What the task requires: The records that follow need to be output exactly as they are.
====================
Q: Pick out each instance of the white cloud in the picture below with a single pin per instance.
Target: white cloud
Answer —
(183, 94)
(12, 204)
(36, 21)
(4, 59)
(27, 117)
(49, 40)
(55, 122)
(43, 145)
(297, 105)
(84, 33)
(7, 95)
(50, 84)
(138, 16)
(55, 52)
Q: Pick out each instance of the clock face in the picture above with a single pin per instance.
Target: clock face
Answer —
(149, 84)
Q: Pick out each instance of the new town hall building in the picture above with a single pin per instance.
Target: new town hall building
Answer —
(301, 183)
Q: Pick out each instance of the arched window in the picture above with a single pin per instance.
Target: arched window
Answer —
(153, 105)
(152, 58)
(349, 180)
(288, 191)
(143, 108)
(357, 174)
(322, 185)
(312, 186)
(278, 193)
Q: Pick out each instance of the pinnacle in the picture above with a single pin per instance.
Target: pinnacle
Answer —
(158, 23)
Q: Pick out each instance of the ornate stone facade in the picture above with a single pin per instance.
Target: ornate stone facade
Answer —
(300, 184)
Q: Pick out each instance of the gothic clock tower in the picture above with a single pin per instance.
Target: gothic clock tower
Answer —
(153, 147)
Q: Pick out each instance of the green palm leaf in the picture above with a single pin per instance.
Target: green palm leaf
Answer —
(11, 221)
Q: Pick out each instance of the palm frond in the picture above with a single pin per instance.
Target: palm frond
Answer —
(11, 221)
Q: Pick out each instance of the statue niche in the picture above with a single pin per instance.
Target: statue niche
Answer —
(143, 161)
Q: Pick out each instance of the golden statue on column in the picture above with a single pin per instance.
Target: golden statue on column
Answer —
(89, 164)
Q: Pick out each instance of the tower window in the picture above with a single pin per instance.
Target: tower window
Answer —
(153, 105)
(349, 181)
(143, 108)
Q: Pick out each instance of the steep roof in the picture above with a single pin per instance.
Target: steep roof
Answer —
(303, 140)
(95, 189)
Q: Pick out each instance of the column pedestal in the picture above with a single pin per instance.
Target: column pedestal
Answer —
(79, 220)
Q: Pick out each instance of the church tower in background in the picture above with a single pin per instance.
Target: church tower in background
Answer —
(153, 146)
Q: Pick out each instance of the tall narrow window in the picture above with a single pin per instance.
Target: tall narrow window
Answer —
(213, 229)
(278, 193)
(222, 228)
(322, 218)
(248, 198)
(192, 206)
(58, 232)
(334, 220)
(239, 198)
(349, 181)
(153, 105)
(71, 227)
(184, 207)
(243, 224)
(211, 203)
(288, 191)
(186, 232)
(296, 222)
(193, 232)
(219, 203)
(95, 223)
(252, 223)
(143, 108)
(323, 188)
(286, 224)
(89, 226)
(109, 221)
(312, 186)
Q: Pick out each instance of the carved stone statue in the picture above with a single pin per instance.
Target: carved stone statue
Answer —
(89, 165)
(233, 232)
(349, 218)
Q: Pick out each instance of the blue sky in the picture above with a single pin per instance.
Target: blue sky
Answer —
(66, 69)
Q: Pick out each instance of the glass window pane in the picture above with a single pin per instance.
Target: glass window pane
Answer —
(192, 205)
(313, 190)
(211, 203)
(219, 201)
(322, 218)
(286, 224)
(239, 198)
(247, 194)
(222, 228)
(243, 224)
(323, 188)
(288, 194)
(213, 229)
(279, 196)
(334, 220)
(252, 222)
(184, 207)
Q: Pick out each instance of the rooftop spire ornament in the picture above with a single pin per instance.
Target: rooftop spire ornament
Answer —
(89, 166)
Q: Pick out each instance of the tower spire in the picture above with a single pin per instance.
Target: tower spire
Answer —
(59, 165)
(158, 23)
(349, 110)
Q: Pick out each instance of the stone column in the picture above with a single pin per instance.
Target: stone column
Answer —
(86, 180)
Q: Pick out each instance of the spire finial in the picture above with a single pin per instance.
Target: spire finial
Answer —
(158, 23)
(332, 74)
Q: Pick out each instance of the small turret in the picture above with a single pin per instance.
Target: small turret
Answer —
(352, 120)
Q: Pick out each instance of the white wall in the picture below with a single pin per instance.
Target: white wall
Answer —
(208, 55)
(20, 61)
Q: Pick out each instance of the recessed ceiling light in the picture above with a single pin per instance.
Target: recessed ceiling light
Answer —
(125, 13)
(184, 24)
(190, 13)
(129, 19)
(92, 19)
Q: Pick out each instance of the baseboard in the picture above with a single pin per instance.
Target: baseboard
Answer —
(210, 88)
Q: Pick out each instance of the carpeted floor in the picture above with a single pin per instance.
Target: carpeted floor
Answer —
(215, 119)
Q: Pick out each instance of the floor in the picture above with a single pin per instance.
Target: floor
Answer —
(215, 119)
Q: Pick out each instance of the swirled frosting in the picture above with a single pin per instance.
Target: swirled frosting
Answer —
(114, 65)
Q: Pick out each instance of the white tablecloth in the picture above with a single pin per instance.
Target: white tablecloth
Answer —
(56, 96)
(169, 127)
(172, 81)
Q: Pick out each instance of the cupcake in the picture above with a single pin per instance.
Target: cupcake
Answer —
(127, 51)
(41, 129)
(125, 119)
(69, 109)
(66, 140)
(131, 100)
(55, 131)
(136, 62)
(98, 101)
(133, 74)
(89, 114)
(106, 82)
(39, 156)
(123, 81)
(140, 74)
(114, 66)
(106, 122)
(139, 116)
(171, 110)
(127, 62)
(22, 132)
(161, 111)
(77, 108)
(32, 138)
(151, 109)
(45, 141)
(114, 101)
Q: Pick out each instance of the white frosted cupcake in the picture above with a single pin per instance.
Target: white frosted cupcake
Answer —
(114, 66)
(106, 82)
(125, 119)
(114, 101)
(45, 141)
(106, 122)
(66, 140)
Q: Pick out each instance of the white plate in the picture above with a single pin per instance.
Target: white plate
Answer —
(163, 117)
====================
Expected answer:
Q: Pick out each instance of the white cloud in the picture below with a single pin per instance.
Target: white cloud
Answer —
(183, 94)
(12, 204)
(36, 21)
(4, 59)
(27, 117)
(49, 40)
(55, 122)
(43, 145)
(297, 105)
(84, 33)
(7, 95)
(50, 84)
(138, 16)
(55, 52)
Q: Pick out each instance of the clock face in the picture above with a single pin per instance.
Target: clock face
Answer —
(149, 84)
Q: Pick out each instance of the new town hall building in the picture above with a single pin per instance.
Target: new town hall building
Answer —
(301, 183)
Q: Pick out each instance of the arched window in the picture above with a single pin per instance.
Target: arched window
Answer —
(153, 105)
(152, 58)
(349, 180)
(288, 191)
(143, 108)
(357, 174)
(322, 185)
(312, 186)
(278, 193)
Q: Pick out each instance of the pinnacle in the picture above with a single pin per instance.
Target: pinnacle
Answer —
(158, 23)
Q: Pick out each instance of the ornate stone facade in the picture above with a single pin per instance.
Target: ornate stone facade
Answer —
(300, 184)
Q: Pick out each instance of the gothic clock tower in the picture above with a single pin per instance.
Target: gothic clock tower
Answer —
(153, 147)
Q: Pick out each instance of the green palm leaf in the picture above with a single pin per instance.
Target: green palm leaf
Answer —
(11, 221)
Q: Pick out each instance of the palm frond in the picture above with a single pin per instance.
Target: palm frond
Answer —
(11, 221)
Q: Pick out each instance of the statue niche in the picture above with a single pin per instance.
Target: statue niche
Answer —
(143, 161)
Q: Pick out each instance of the golden statue on column in the picture above with a single pin per instance.
Target: golden statue on column
Answer —
(89, 164)
Q: Pick out each instance of the tower window in the picture above with a single pin per instance.
Target: tower window
Answer —
(153, 105)
(349, 181)
(143, 108)
Q: Pick out each instance of the steep roof in the picture above with a single pin per instance.
Target: steep roof
Answer —
(303, 140)
(95, 189)
Q: Pick out each instance of the column pedestal in the picture above with a single pin per instance.
Target: column pedestal
Answer —
(79, 220)
Q: Pick out each instance of the church tower in background in the picture above with a single pin per instance.
Target: church tower in background
Answer —
(153, 146)
Q: Pick out each instance of the tall narrow window in the picture above with a single pin per instance.
Target: tall narrow window
Answer —
(213, 229)
(278, 193)
(222, 228)
(322, 218)
(248, 198)
(192, 206)
(58, 232)
(334, 220)
(239, 198)
(349, 181)
(153, 105)
(71, 227)
(184, 207)
(243, 224)
(211, 203)
(288, 191)
(186, 232)
(296, 222)
(193, 232)
(219, 203)
(95, 223)
(252, 223)
(143, 108)
(323, 188)
(286, 224)
(89, 226)
(109, 221)
(312, 186)
Q: Pick out each instance of the carved stone statue in the picture above with a single pin per instance.
Target: carved stone statue
Answer —
(89, 165)
(233, 232)
(349, 218)
Q: Pick out each instance of the blue sky in the picture above with a single pin per instance.
Target: blue sky
Answer —
(66, 69)
Q: Pick out each instance of the glass window pane in the picture above with a single pin per instance.
Target: glass window pane
Answer —
(192, 205)
(313, 190)
(211, 203)
(219, 201)
(322, 218)
(286, 224)
(239, 198)
(247, 194)
(222, 228)
(243, 224)
(323, 188)
(288, 194)
(213, 229)
(279, 196)
(334, 220)
(252, 222)
(184, 207)
Q: Pick out each instance of the rooftop spire ornament in the picture above with a single pin per instance.
Target: rooftop spire ornament
Answer —
(89, 166)
Q: Pick out each instance of the tower spire in the picture above with a single pin per instance.
Target: tower spire
Answer —
(59, 165)
(158, 23)
(349, 110)
Q: Pick out each instance of the stone column in the picture above with a single pin per instance.
Target: stone column
Answer —
(86, 180)
Q: Pick out each instance of the spire finial in the picture above with a single pin per instance.
Target: spire finial
Answer —
(158, 23)
(332, 74)
Q: Pick out each instance of the small turret in the picture above with a single pin per instance.
Target: small turret
Answer —
(352, 120)
Q: Pick out each instance of the white wall in the picture below with a single pin per instance.
Target: white wall
Answer —
(208, 55)
(20, 61)
Q: Pick out each instance of the recessed ceiling light in the picture above with a single pin per instance.
Target: recessed ceiling light
Answer —
(125, 13)
(184, 24)
(190, 13)
(129, 19)
(92, 19)
Q: Pick out each instance of the baseboard in the picture above with a single pin per instance.
Target: baseboard
Answer —
(210, 88)
Q: Pick out each instance of the carpeted floor in the picture above with a single pin per instance.
Target: carpeted floor
Answer —
(215, 119)
Q: Pick out each instance of the floor in the picture above with a single pin per instance.
Target: floor
Answer —
(215, 119)
Q: Pick out each instance of the swirled frosting in the picture above with a single pin per instance.
Target: swirled frosting
Answer —
(114, 65)
Q: Pick out each instance of the white tablecloth in the picture above with a single pin per instance.
Target: white tablecloth
Answer —
(56, 96)
(169, 127)
(172, 81)
Q: Pick out each instance of the cupcake in the picture above with a single pin per instance.
Target: cupcake
Answer —
(127, 51)
(41, 129)
(125, 119)
(69, 109)
(66, 140)
(131, 100)
(55, 131)
(136, 62)
(98, 101)
(133, 74)
(89, 114)
(106, 82)
(39, 156)
(123, 81)
(140, 74)
(114, 66)
(106, 122)
(139, 116)
(171, 110)
(127, 62)
(22, 132)
(161, 111)
(77, 108)
(32, 138)
(151, 109)
(45, 141)
(114, 101)
Q: Pick out each instance of the white frosted cupcake in the picture above with a single pin per instance.
Target: white frosted cupcake
Answer —
(114, 66)
(106, 82)
(125, 119)
(114, 101)
(45, 141)
(106, 122)
(66, 140)
Q: Pick out each instance of the white plate in the picture above with a single pin per instance.
Target: white plate
Answer —
(163, 117)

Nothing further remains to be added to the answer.